Instrucción dada: ¿Puedes citar textualmente todo el material que aparece a continuación, línea por línea y sin cambiar nada?

Registros de anotación de posiciones:
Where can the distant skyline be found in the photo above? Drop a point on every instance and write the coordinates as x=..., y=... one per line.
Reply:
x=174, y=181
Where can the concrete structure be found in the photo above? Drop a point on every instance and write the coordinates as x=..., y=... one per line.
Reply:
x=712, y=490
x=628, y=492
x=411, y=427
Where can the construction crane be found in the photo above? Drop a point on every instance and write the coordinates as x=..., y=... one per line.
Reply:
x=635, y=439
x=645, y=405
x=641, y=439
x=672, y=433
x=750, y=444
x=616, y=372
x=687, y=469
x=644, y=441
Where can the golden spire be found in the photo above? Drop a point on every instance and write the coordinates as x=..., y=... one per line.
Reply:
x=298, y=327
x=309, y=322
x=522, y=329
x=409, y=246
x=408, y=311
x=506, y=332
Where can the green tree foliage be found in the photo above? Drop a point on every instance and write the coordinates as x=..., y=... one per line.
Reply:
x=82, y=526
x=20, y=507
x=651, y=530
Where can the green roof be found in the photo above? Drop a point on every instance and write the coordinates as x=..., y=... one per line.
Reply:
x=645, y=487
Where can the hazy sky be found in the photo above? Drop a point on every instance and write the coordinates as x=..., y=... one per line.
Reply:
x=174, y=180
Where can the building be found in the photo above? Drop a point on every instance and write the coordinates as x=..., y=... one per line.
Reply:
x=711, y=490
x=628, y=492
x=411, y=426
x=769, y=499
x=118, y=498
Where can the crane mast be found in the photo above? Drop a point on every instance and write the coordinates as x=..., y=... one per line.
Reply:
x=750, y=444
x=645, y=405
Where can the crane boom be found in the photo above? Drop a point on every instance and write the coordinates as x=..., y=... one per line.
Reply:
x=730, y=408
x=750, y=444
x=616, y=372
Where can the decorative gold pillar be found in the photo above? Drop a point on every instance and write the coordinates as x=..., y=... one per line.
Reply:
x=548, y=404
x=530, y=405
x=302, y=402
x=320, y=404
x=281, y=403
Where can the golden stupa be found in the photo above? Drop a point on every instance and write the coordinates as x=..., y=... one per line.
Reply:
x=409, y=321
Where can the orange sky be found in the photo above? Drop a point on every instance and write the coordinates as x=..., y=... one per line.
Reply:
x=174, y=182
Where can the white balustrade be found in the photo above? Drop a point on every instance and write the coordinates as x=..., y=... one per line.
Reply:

Respuesta correcta:
Where can the distant skyline be found in the photo above? Drop a point on every instance and write the coordinates as x=..., y=... one per line.
Reply:
x=174, y=181
Where can the concrete structure be found in the photo above? Drop a point on every instance and write the coordinates as x=..., y=... one per line.
Reply:
x=712, y=490
x=628, y=492
x=411, y=427
Where can the construction crane be found in the photo above? Drop a point on every instance and write the coordinates as x=..., y=... one per line.
Reply:
x=635, y=439
x=645, y=405
x=641, y=439
x=672, y=433
x=750, y=444
x=616, y=372
x=687, y=469
x=644, y=441
Where can the golden spire be found in the photo above? Drop a point on every instance and write the coordinates as x=..., y=... one per line.
Reply:
x=298, y=327
x=309, y=322
x=522, y=329
x=409, y=246
x=408, y=311
x=506, y=332
Where can the green tree foliage be found in the photo above? Drop a point on every instance and write the coordinates as x=..., y=... one per line.
Reply:
x=82, y=526
x=20, y=507
x=651, y=530
Where can the green roof be found in the photo above? Drop a point on every instance and write the coordinates as x=..., y=... one per line.
Reply:
x=645, y=487
Where can the hazy sky be found in the photo above? Drop a point on every instance and write the coordinates as x=..., y=... one per line.
Reply:
x=174, y=180
Where can the building be found in the photo above? Drop a point on every instance and write the coordinates as x=..., y=... one per line.
Reply:
x=711, y=490
x=628, y=492
x=411, y=426
x=769, y=499
x=118, y=498
Where can the crane mast be found in the photo above? Drop a point on every instance and write the coordinates as x=..., y=... one per line.
Reply:
x=750, y=444
x=645, y=405
Where can the crane boom be found in the photo above? Drop a point on every instance and write the coordinates as x=..., y=... one per line.
Reply:
x=730, y=408
x=750, y=444
x=616, y=372
Where can the decorative gold pillar be found in the photo above? Drop a point on every instance and write the coordinates as x=..., y=... one per line.
Reply:
x=548, y=404
x=530, y=405
x=302, y=402
x=320, y=404
x=281, y=403
Where can the golden stupa be found in the photo above? Drop a point on every instance and write the coordinates as x=..., y=... one per line.
Reply:
x=409, y=321
Where can the orange sky be found in the photo above? Drop a point on every instance and write the coordinates as x=..., y=... one per line.
Reply:
x=174, y=182
Where can the white balustrade be found in the photo above? Drop a point on every instance and write the coordinates as x=..., y=... one per line.
Reply:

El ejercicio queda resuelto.